* begin THE RECORDS *

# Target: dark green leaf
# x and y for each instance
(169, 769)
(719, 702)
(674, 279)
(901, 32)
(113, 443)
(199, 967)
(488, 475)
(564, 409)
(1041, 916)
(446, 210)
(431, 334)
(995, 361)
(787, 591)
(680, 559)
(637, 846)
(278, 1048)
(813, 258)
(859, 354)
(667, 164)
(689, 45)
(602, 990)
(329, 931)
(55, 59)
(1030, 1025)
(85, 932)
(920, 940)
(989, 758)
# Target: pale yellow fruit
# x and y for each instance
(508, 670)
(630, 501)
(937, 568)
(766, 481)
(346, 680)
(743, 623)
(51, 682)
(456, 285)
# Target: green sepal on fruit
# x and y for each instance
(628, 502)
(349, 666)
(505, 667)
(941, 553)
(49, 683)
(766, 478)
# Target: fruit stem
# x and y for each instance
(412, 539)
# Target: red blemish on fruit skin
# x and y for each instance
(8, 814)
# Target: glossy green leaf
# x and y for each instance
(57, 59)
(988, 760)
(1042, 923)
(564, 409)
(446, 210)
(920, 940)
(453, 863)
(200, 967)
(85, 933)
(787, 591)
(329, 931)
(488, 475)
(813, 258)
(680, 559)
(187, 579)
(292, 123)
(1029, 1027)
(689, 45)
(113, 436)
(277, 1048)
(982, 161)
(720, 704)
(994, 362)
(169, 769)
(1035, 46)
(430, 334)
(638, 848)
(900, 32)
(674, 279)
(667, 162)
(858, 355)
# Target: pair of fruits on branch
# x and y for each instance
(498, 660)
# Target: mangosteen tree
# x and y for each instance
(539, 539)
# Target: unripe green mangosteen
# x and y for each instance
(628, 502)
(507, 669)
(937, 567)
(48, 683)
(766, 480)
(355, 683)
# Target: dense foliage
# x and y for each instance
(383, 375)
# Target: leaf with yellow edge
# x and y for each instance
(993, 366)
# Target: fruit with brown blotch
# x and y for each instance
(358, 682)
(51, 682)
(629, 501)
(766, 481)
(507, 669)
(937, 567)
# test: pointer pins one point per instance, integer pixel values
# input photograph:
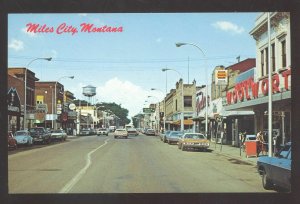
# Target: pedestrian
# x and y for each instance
(260, 143)
(277, 143)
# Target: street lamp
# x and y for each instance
(182, 114)
(206, 92)
(25, 86)
(55, 97)
(154, 89)
(158, 127)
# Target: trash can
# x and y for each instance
(251, 148)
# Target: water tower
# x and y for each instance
(89, 91)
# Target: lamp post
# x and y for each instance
(206, 92)
(164, 118)
(158, 127)
(55, 97)
(182, 114)
(25, 86)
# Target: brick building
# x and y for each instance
(16, 79)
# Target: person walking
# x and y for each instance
(260, 143)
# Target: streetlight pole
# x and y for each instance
(206, 91)
(55, 97)
(25, 86)
(158, 127)
(164, 118)
(182, 114)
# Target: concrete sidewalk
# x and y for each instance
(232, 152)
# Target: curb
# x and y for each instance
(237, 158)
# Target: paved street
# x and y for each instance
(141, 164)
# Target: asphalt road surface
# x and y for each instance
(139, 164)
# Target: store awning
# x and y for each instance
(185, 122)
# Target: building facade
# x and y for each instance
(19, 73)
(252, 92)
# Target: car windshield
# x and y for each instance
(35, 130)
(194, 136)
(20, 133)
(176, 134)
(120, 130)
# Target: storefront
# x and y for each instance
(250, 95)
(14, 110)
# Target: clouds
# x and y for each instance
(30, 34)
(129, 95)
(17, 45)
(228, 27)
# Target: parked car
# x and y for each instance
(174, 136)
(162, 135)
(11, 141)
(193, 140)
(276, 171)
(102, 131)
(93, 131)
(150, 132)
(58, 135)
(164, 138)
(132, 131)
(40, 135)
(23, 137)
(85, 131)
(121, 133)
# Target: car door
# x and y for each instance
(281, 169)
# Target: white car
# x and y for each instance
(121, 133)
(102, 131)
(58, 135)
(23, 138)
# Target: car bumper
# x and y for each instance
(199, 146)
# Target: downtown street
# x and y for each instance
(139, 164)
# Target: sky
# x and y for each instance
(125, 65)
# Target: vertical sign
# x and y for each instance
(221, 77)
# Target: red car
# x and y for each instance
(11, 141)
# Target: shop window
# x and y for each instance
(188, 101)
(267, 60)
(273, 57)
(262, 62)
(283, 53)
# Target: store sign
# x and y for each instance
(249, 89)
(148, 110)
(201, 101)
(221, 77)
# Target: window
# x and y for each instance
(273, 57)
(267, 61)
(283, 53)
(262, 62)
(188, 101)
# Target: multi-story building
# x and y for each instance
(252, 93)
(19, 73)
(174, 107)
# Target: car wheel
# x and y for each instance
(267, 184)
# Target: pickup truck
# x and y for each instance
(40, 135)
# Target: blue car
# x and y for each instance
(276, 171)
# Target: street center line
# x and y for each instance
(79, 175)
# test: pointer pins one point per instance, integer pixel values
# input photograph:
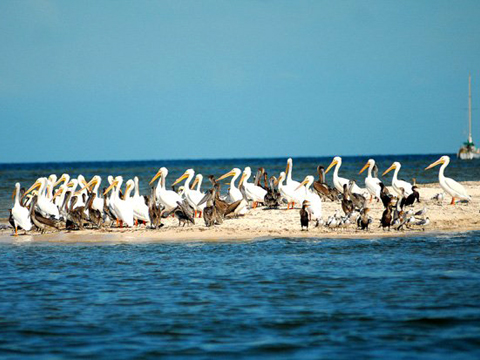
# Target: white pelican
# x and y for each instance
(166, 197)
(291, 193)
(140, 208)
(123, 208)
(315, 203)
(253, 192)
(234, 193)
(45, 206)
(398, 184)
(338, 181)
(193, 197)
(51, 181)
(371, 183)
(20, 214)
(453, 188)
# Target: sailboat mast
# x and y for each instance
(470, 140)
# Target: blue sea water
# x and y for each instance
(412, 167)
(408, 298)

* end THE RECORDS *

### DIRECTIVE
Shift every coordinate in the answers by adding 131 to each number, and repeat the lines of the listing from the line with "# Target: parked car" up to and including the last line of the listing, requests included. Give only those lines, and leave the pictures out.

### TASK OUTPUT
# Target: parked car
# x and y for each instance
(305, 267)
(293, 266)
(142, 272)
(324, 271)
(407, 302)
(233, 262)
(224, 262)
(281, 263)
(189, 266)
(295, 269)
(263, 262)
(171, 266)
(154, 268)
(216, 262)
(252, 264)
# Target: car door
# x and y for each instance
(412, 300)
# Target: white car
# x and y for each instance
(252, 264)
(233, 262)
(189, 266)
(154, 269)
# Target: car bumper
# x and y for each instance
(330, 277)
# Target: downtown street
# x and y for each instance
(270, 295)
# Target: sky
# x and y for each instance
(256, 196)
# Target: vertical sign
# x and y for each instance
(352, 208)
# Target: red car
# x and y for each instance
(142, 272)
# Target: shop window
# x and y for each instance
(319, 232)
(398, 191)
(404, 188)
(393, 193)
(414, 184)
# Target: store sign
# x and y for each instance
(380, 220)
(279, 241)
(332, 232)
(352, 208)
# Target: window
# x and y for each instance
(404, 188)
(398, 192)
(414, 184)
(393, 193)
(319, 232)
# Target: multi-story building
# x and y for each instance
(383, 224)
(150, 204)
(305, 238)
# Target: car wheel
# x and y for each instance
(398, 315)
# Target: pickup truck
# x and y for each instance
(171, 266)
# Target: blue car
# x and y for each instance
(407, 302)
# Target: street center line
# x and y for each instance
(210, 306)
# test: pointer pins one point per instance, integer pixel values
# input photograph:
# Target: white pelican
# x and y for each instance
(297, 328)
(422, 324)
(271, 339)
(254, 339)
(446, 334)
(384, 323)
(365, 324)
(176, 337)
(529, 315)
(469, 312)
(324, 328)
(182, 312)
(502, 314)
(151, 345)
(584, 319)
# Target: sailboat mast
# x and y for each instance
(601, 271)
# Target: blue sea water
# x and y for each instance
(543, 298)
(539, 429)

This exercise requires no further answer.